**WHAT IS BEING ASKED**.
Your answer should hold only the lines from the one containing "Target: woman's left hand" through the last line below, copied exactly; pictures stay out.

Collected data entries
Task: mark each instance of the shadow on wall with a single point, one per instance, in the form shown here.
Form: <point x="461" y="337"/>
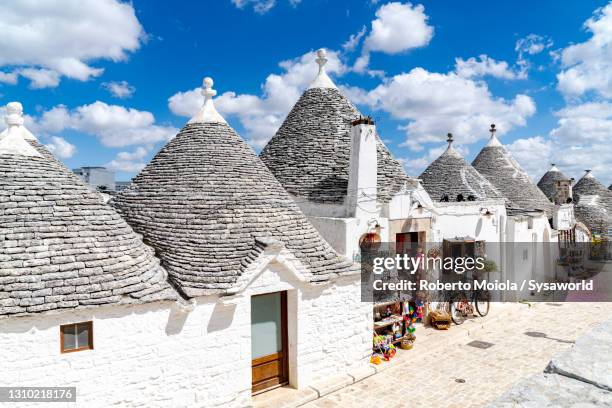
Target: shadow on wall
<point x="478" y="227"/>
<point x="221" y="318"/>
<point x="44" y="321"/>
<point x="176" y="320"/>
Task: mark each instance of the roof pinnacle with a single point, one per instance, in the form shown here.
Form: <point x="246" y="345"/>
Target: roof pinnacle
<point x="322" y="80"/>
<point x="208" y="113"/>
<point x="13" y="140"/>
<point x="493" y="141"/>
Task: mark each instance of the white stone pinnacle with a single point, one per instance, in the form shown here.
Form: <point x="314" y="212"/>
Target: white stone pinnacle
<point x="493" y="141"/>
<point x="14" y="115"/>
<point x="322" y="80"/>
<point x="13" y="141"/>
<point x="208" y="113"/>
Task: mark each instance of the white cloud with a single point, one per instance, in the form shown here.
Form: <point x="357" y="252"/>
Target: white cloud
<point x="8" y="77"/>
<point x="40" y="78"/>
<point x="417" y="165"/>
<point x="119" y="89"/>
<point x="532" y="44"/>
<point x="485" y="65"/>
<point x="61" y="148"/>
<point x="588" y="65"/>
<point x="113" y="125"/>
<point x="129" y="162"/>
<point x="354" y="40"/>
<point x="397" y="28"/>
<point x="534" y="154"/>
<point x="589" y="122"/>
<point x="434" y="104"/>
<point x="259" y="6"/>
<point x="48" y="39"/>
<point x="262" y="115"/>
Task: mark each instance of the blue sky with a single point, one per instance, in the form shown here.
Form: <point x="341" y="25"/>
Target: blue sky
<point x="107" y="83"/>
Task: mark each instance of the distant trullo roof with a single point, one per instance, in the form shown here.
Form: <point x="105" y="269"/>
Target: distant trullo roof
<point x="591" y="211"/>
<point x="589" y="185"/>
<point x="310" y="152"/>
<point x="499" y="167"/>
<point x="60" y="246"/>
<point x="209" y="206"/>
<point x="548" y="181"/>
<point x="450" y="175"/>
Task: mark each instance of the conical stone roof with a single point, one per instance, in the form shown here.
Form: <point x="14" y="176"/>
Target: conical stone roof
<point x="591" y="211"/>
<point x="208" y="205"/>
<point x="450" y="175"/>
<point x="588" y="185"/>
<point x="310" y="152"/>
<point x="547" y="183"/>
<point x="502" y="170"/>
<point x="61" y="247"/>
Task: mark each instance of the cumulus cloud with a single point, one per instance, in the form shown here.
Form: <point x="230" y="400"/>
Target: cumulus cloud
<point x="586" y="123"/>
<point x="486" y="66"/>
<point x="129" y="162"/>
<point x="433" y="104"/>
<point x="113" y="125"/>
<point x="60" y="147"/>
<point x="398" y="27"/>
<point x="534" y="154"/>
<point x="41" y="77"/>
<point x="119" y="89"/>
<point x="354" y="40"/>
<point x="417" y="165"/>
<point x="532" y="44"/>
<point x="8" y="77"/>
<point x="44" y="40"/>
<point x="261" y="6"/>
<point x="587" y="66"/>
<point x="261" y="115"/>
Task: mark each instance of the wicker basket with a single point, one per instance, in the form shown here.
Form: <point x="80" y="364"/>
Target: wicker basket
<point x="406" y="344"/>
<point x="440" y="320"/>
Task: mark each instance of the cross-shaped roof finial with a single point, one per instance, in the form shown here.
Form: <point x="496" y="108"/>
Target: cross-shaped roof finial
<point x="14" y="114"/>
<point x="322" y="80"/>
<point x="208" y="113"/>
<point x="207" y="90"/>
<point x="321" y="59"/>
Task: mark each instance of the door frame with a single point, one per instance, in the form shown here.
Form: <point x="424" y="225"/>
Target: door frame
<point x="284" y="358"/>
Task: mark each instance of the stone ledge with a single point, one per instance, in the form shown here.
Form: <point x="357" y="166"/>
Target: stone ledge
<point x="332" y="384"/>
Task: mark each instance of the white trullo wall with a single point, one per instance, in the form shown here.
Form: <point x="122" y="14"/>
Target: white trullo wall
<point x="156" y="355"/>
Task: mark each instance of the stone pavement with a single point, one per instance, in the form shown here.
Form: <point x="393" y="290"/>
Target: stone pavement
<point x="581" y="376"/>
<point x="443" y="371"/>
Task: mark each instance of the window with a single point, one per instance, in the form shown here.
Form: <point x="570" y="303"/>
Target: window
<point x="76" y="337"/>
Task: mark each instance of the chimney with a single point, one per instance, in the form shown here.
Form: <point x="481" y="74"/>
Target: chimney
<point x="363" y="166"/>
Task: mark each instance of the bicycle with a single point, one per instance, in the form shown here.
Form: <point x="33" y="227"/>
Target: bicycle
<point x="461" y="306"/>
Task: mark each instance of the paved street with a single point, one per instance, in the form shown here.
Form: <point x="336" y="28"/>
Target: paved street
<point x="443" y="371"/>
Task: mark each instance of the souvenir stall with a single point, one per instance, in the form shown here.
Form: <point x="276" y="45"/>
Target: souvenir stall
<point x="395" y="326"/>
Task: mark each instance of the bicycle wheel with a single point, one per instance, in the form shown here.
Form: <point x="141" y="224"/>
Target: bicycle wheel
<point x="482" y="301"/>
<point x="457" y="305"/>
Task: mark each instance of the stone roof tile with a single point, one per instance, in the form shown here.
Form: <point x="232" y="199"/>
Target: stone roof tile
<point x="450" y="175"/>
<point x="207" y="203"/>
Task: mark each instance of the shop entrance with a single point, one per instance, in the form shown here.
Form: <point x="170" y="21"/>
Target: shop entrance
<point x="269" y="345"/>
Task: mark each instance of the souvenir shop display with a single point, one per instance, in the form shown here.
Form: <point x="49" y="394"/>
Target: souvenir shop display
<point x="394" y="326"/>
<point x="440" y="319"/>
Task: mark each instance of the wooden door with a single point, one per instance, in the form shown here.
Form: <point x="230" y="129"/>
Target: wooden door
<point x="270" y="364"/>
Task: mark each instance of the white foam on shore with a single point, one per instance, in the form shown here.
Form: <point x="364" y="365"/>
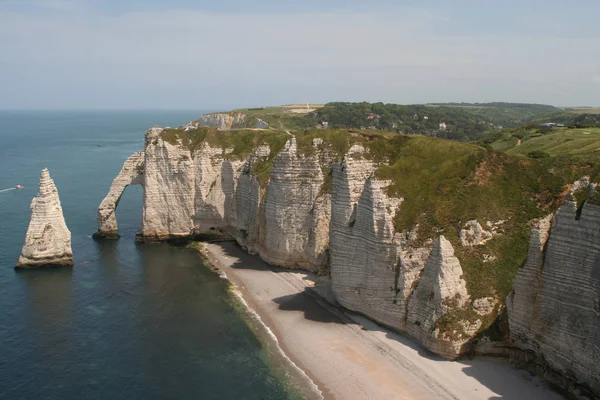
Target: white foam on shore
<point x="257" y="317"/>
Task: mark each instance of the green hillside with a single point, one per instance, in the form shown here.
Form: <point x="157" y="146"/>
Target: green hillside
<point x="445" y="183"/>
<point x="504" y="114"/>
<point x="580" y="143"/>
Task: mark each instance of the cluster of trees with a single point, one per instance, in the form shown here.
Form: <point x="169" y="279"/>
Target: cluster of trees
<point x="506" y="114"/>
<point x="418" y="119"/>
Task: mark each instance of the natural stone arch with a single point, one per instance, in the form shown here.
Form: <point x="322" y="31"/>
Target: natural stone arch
<point x="132" y="173"/>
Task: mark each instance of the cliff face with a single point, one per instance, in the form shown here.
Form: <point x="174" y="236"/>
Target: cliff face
<point x="554" y="309"/>
<point x="48" y="240"/>
<point x="317" y="211"/>
<point x="322" y="204"/>
<point x="132" y="173"/>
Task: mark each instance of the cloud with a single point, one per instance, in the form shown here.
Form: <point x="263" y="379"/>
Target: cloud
<point x="176" y="58"/>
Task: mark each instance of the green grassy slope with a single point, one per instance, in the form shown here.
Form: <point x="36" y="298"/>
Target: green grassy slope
<point x="582" y="143"/>
<point x="505" y="114"/>
<point x="446" y="183"/>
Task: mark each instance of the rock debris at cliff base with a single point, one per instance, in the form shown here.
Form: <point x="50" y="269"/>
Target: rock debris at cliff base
<point x="422" y="235"/>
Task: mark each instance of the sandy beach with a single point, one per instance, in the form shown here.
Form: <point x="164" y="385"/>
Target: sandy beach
<point x="349" y="357"/>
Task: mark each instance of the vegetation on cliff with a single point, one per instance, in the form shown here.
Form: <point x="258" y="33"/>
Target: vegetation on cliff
<point x="445" y="183"/>
<point x="457" y="121"/>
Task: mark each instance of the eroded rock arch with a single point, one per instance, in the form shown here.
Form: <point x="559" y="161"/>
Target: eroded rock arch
<point x="132" y="173"/>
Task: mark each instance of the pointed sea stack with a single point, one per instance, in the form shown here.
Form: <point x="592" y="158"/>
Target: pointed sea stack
<point x="48" y="240"/>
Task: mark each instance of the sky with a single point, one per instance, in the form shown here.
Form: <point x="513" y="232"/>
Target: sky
<point x="186" y="54"/>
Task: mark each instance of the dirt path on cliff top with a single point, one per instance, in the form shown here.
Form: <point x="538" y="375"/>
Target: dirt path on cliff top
<point x="351" y="358"/>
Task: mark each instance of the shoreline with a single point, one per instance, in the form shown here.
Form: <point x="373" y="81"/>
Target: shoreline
<point x="348" y="356"/>
<point x="301" y="374"/>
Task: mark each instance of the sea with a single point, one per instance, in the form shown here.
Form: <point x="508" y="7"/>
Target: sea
<point x="128" y="321"/>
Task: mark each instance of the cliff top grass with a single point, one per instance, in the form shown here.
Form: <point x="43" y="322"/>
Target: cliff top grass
<point x="444" y="184"/>
<point x="577" y="142"/>
<point x="242" y="142"/>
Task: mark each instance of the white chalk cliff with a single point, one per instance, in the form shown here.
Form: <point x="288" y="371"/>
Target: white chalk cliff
<point x="316" y="212"/>
<point x="554" y="309"/>
<point x="130" y="174"/>
<point x="324" y="211"/>
<point x="48" y="240"/>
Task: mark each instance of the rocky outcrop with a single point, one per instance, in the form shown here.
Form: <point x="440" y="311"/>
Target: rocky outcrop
<point x="260" y="124"/>
<point x="132" y="173"/>
<point x="554" y="309"/>
<point x="474" y="235"/>
<point x="311" y="207"/>
<point x="48" y="240"/>
<point x="440" y="291"/>
<point x="222" y="121"/>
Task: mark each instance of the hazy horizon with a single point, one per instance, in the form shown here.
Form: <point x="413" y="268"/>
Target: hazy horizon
<point x="158" y="55"/>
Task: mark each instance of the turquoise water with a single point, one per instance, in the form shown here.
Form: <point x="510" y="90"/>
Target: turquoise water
<point x="128" y="321"/>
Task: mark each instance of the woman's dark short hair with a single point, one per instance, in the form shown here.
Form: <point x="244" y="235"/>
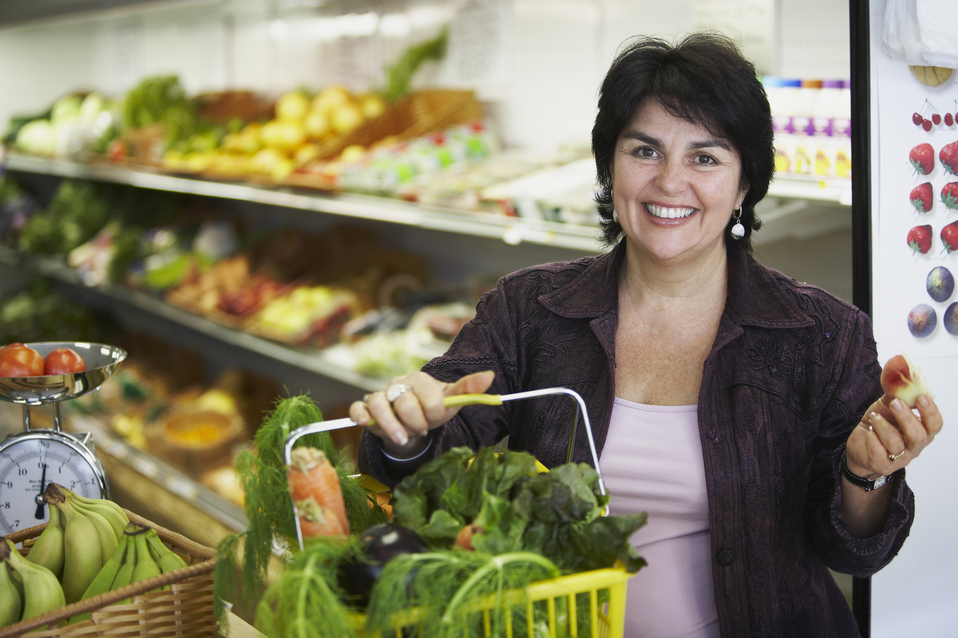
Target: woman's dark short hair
<point x="704" y="79"/>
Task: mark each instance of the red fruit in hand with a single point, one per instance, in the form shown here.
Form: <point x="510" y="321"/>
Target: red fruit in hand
<point x="922" y="157"/>
<point x="921" y="197"/>
<point x="901" y="379"/>
<point x="949" y="157"/>
<point x="18" y="360"/>
<point x="949" y="195"/>
<point x="949" y="236"/>
<point x="919" y="238"/>
<point x="63" y="361"/>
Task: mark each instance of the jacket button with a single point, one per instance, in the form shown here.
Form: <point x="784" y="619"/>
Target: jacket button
<point x="726" y="557"/>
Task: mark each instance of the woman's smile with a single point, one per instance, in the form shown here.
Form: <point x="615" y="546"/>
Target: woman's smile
<point x="668" y="212"/>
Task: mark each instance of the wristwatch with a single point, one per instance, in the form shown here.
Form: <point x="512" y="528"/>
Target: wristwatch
<point x="858" y="481"/>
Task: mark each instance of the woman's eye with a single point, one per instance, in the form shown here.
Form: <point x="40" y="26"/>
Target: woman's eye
<point x="644" y="152"/>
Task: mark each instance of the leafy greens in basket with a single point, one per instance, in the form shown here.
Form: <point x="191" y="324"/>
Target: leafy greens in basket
<point x="513" y="508"/>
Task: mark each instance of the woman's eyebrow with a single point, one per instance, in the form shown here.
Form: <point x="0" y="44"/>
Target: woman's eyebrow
<point x="712" y="142"/>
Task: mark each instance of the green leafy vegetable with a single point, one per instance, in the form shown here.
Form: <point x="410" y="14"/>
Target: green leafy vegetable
<point x="557" y="514"/>
<point x="304" y="602"/>
<point x="268" y="505"/>
<point x="399" y="75"/>
<point x="441" y="591"/>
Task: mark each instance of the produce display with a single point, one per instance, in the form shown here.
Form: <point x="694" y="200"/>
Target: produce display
<point x="78" y="541"/>
<point x="463" y="527"/>
<point x="432" y="145"/>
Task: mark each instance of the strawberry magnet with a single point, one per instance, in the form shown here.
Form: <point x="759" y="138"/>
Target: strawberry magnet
<point x="922" y="158"/>
<point x="922" y="197"/>
<point x="919" y="238"/>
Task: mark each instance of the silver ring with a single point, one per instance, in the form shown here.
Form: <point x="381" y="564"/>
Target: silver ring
<point x="395" y="391"/>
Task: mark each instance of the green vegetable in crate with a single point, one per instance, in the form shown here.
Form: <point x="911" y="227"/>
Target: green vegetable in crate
<point x="444" y="585"/>
<point x="268" y="504"/>
<point x="380" y="544"/>
<point x="513" y="508"/>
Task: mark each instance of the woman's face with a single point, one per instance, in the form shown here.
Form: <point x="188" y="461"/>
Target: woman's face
<point x="675" y="185"/>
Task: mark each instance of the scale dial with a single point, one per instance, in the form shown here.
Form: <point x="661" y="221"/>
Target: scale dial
<point x="32" y="460"/>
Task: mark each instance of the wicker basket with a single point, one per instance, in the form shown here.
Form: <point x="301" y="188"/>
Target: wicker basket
<point x="185" y="609"/>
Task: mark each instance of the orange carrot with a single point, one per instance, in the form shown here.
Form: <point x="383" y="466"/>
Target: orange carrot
<point x="316" y="521"/>
<point x="312" y="476"/>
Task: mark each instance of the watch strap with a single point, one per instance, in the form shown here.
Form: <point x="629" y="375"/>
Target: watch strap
<point x="859" y="481"/>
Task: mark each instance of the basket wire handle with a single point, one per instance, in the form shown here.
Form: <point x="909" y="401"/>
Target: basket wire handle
<point x="457" y="401"/>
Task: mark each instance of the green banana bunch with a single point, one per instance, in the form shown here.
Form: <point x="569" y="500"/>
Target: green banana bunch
<point x="41" y="589"/>
<point x="167" y="559"/>
<point x="83" y="557"/>
<point x="48" y="550"/>
<point x="104" y="530"/>
<point x="146" y="567"/>
<point x="124" y="575"/>
<point x="11" y="604"/>
<point x="106" y="508"/>
<point x="104" y="579"/>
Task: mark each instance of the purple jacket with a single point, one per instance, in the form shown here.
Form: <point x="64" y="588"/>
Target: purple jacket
<point x="790" y="373"/>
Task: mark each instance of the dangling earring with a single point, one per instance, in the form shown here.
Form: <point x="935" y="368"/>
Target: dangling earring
<point x="738" y="231"/>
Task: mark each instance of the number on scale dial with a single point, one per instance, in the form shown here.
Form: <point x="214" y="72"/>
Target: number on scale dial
<point x="27" y="467"/>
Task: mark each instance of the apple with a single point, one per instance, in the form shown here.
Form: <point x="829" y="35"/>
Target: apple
<point x="901" y="379"/>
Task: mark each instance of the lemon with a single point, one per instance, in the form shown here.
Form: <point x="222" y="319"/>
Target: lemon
<point x="331" y="98"/>
<point x="292" y="106"/>
<point x="346" y="119"/>
<point x="372" y="105"/>
<point x="316" y="124"/>
<point x="305" y="154"/>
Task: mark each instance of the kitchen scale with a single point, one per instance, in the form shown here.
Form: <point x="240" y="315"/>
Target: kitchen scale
<point x="32" y="459"/>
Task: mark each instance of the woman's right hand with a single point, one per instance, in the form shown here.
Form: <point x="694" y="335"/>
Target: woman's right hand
<point x="416" y="408"/>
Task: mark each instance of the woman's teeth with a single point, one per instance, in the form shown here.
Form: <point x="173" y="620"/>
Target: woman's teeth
<point x="668" y="213"/>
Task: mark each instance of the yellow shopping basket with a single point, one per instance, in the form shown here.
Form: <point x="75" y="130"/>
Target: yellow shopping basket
<point x="602" y="590"/>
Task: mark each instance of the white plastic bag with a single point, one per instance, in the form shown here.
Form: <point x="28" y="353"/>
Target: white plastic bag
<point x="920" y="32"/>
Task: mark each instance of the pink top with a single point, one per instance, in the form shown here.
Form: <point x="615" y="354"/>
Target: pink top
<point x="652" y="462"/>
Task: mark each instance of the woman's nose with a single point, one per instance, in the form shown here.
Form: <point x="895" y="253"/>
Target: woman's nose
<point x="671" y="175"/>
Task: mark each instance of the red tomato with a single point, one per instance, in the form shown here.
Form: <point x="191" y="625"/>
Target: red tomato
<point x="63" y="361"/>
<point x="18" y="360"/>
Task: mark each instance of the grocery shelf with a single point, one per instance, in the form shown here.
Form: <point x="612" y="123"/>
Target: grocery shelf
<point x="308" y="359"/>
<point x="145" y="472"/>
<point x="810" y="187"/>
<point x="511" y="230"/>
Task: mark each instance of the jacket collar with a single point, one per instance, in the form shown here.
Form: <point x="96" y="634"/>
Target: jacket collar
<point x="756" y="296"/>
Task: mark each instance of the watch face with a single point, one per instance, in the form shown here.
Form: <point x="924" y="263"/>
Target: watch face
<point x="30" y="463"/>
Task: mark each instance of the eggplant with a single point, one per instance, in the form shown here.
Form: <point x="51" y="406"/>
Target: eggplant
<point x="379" y="544"/>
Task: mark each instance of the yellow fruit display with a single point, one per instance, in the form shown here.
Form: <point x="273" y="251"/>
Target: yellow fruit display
<point x="283" y="134"/>
<point x="372" y="105"/>
<point x="316" y="124"/>
<point x="346" y="118"/>
<point x="305" y="154"/>
<point x="930" y="75"/>
<point x="330" y="98"/>
<point x="292" y="106"/>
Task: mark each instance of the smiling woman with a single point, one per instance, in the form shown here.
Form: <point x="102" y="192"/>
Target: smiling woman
<point x="725" y="398"/>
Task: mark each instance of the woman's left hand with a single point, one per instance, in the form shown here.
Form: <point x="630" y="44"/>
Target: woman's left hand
<point x="890" y="436"/>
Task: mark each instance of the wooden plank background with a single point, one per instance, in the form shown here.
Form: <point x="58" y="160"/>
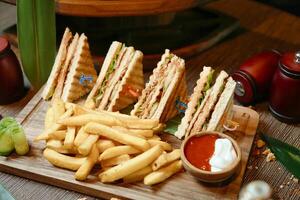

**RESPONSE TO THE TASK**.
Target: woman's left hand
<point x="890" y="436"/>
Task: mark each instance of the wooden plank background with a single point, one per instance, in the form shown here.
Form: <point x="58" y="160"/>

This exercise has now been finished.